(Stored data entries)
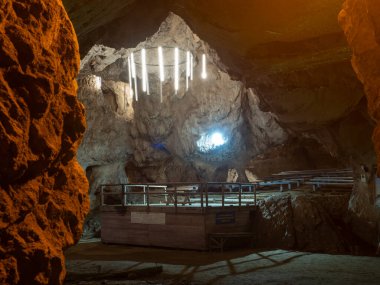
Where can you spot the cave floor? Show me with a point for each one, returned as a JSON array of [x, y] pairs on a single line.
[[243, 266]]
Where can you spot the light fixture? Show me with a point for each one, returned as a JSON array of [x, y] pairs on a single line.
[[176, 70], [204, 73], [134, 75], [217, 139], [98, 82], [209, 142], [165, 62]]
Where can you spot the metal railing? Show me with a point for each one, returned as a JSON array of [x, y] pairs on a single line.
[[197, 194]]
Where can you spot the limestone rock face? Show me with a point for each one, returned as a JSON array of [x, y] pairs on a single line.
[[305, 222], [166, 141], [360, 21], [43, 189]]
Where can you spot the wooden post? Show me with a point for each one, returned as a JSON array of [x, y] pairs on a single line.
[[206, 195], [101, 195], [175, 198], [147, 196], [239, 195], [222, 196], [201, 195], [124, 195], [144, 195]]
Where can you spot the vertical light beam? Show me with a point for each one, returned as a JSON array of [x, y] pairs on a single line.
[[130, 77], [204, 73], [143, 69], [161, 64], [176, 70], [134, 75], [191, 66], [187, 69]]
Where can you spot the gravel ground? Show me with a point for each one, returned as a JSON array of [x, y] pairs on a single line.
[[231, 267]]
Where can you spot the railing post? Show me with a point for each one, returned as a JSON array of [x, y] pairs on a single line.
[[201, 195], [239, 195], [101, 195], [175, 198], [144, 195], [206, 194], [147, 196], [124, 195], [222, 196]]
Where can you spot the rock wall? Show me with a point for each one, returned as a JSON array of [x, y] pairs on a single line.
[[43, 190], [160, 141], [360, 21], [306, 222]]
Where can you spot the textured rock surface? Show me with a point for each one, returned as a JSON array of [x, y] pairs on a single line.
[[360, 21], [305, 222], [158, 141], [297, 63], [43, 189]]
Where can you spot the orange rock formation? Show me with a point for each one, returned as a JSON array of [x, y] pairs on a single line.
[[43, 190], [360, 21]]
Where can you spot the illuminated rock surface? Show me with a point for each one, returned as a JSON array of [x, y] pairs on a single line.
[[163, 141], [43, 189], [281, 222], [360, 21]]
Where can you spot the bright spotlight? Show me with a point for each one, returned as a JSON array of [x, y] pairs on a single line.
[[217, 139], [204, 73], [209, 142]]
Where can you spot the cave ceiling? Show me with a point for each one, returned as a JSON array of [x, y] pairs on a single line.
[[286, 50], [292, 53]]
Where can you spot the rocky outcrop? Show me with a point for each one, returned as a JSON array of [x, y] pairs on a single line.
[[296, 65], [166, 141], [306, 222], [43, 189], [360, 21]]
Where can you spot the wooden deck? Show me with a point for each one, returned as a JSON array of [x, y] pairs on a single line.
[[197, 215], [182, 227]]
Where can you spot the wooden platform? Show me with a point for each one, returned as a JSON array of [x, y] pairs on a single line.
[[181, 227]]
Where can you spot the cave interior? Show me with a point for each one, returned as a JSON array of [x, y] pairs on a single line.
[[189, 128]]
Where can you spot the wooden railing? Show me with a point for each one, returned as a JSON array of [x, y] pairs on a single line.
[[176, 194]]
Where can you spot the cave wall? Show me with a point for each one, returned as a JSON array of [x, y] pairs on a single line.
[[43, 189], [157, 142], [360, 21]]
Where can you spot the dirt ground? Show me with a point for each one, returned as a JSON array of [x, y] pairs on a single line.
[[88, 262]]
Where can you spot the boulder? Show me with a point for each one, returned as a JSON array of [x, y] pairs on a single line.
[[43, 189]]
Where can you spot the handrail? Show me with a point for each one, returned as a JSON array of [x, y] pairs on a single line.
[[202, 191]]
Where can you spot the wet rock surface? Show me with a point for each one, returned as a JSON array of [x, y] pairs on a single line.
[[43, 189], [360, 21], [317, 223], [160, 141]]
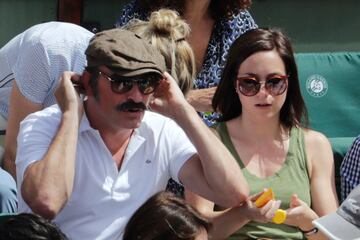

→ WHAT IS BEING ASKED
Each entry above should be copied word for word, with the images omitted.

→ RESULT
Where can you spot the cave floor? Show me with a point for each one, returned as a JSON array of [x, y] pairs on a single line.
[[243, 266]]
Where can you spot the light fixture? Show me with a point for each one, returned as a JSON array of [x, y] pairs on a single line.
[[176, 70], [204, 73], [134, 75], [217, 139], [98, 82], [209, 142], [165, 62]]
Where can you spot the metal railing? Show me with a point for each one, returned as a JSON array of [x, y] pairs on a single line.
[[197, 194]]
Where can you spot the limestone rock face? Show me with a point for each one, returned as a JSON array of [x, y] pairs on a single line.
[[305, 222], [166, 141], [360, 21], [43, 189]]
Where can you spot the wooden post? Show me with a point for each one, returned as a JSON array of [x, y] pairs on a single line.
[[206, 195], [101, 195], [175, 198], [147, 196], [239, 195], [222, 196], [201, 195], [124, 195], [144, 195]]
Where can you spot the vertical light beam? Show me with a point for each one, returned as a JSON array of [x, y] pairs on a single line.
[[130, 77], [204, 73], [143, 69], [161, 64], [176, 70], [134, 75], [191, 66], [187, 69]]
Where can you spot the gravel ground? Show me with a point for each one, returned as a JSON array of [x, y] pairs on a single line.
[[231, 267]]
Where can you spot the railing post? Show me with a point for each one, returned as a JSON array of [x, y] pairs on a single line.
[[201, 195], [239, 195], [101, 195], [175, 198], [144, 195], [206, 194], [147, 196], [124, 195], [222, 196]]
Where can you spot the rock wall? Show me with a point for each one, returned as a JSON array of [x, y] pairs on a single line.
[[43, 190], [160, 141], [360, 21], [306, 222]]
Where can you spot the textured rock surface? Show me with a point for each one, returned as a JSON array of [x, y] pairs on a single line.
[[360, 21], [305, 222], [158, 141], [297, 63], [43, 189]]
Where can you spot the orange rock formation? Show me with a point for each one, returned as a JSON array of [x, y] pairs on a single line.
[[43, 190], [360, 21]]
Where can you spot the illuminated rock surface? Show me with a point for each one, returned as a JSON array of [x, y] pairs on a single line.
[[163, 141], [43, 189], [281, 222], [360, 21]]
Where can you spot the bright spotlight? Show me with a point for each one, returned as a JSON array of [x, y] pairs on a single line.
[[217, 139], [204, 73], [209, 142]]
Where can you spot the cave ceiling? Show me with a point for each one, returned as a JSON array of [x, y] pairs on a single line.
[[286, 50], [292, 53]]
Where can you spot the rocky outcrop? Show me with a point for each one, returned as a JSON array of [x, y] pairs on a single line.
[[296, 65], [166, 141], [306, 222], [43, 189], [360, 21]]
Where can you spot the wooden deck? Show me with a point for each one, returned as a JSON array of [x, y] pairs on a single line.
[[197, 215], [182, 227]]
Where can you spot the wooden platform? Show me with a point for each one, returned as a JSON array of [x, y] pairs on a single line.
[[181, 227]]
Where can you spot the cave interior? Show me with a point for each one, returned as a JSON array of [x, y] pairs on a single line.
[[189, 128]]
Where can you spot the wooden railing? Show me with a point for each one, returned as a JSON array of [x, y] pairs on a single line.
[[176, 194]]
Where can you spot the cave wall? Show me with a point for each one, returned as a JSON array of [x, y] pairs on a single line.
[[43, 189], [157, 142], [360, 21]]
Where can you spot the dirt ground? Show me with a point for each one, returned as a JSON array of [x, y] pairs on a single line.
[[88, 262]]
Where can you spot the boulder? Show me with a point for each one, returned as a JSON array of [x, y] pairs on a single line.
[[43, 189]]
Where can you spot the handrail? Show me with a point for each one, returned as a JSON array of [x, y] pairs on a single line.
[[202, 191]]
Where can you spot the wet rock surface? Show me with a point for each one, returned as a JSON array of [x, y] pairs on a single line.
[[43, 189], [360, 21], [317, 223], [160, 141]]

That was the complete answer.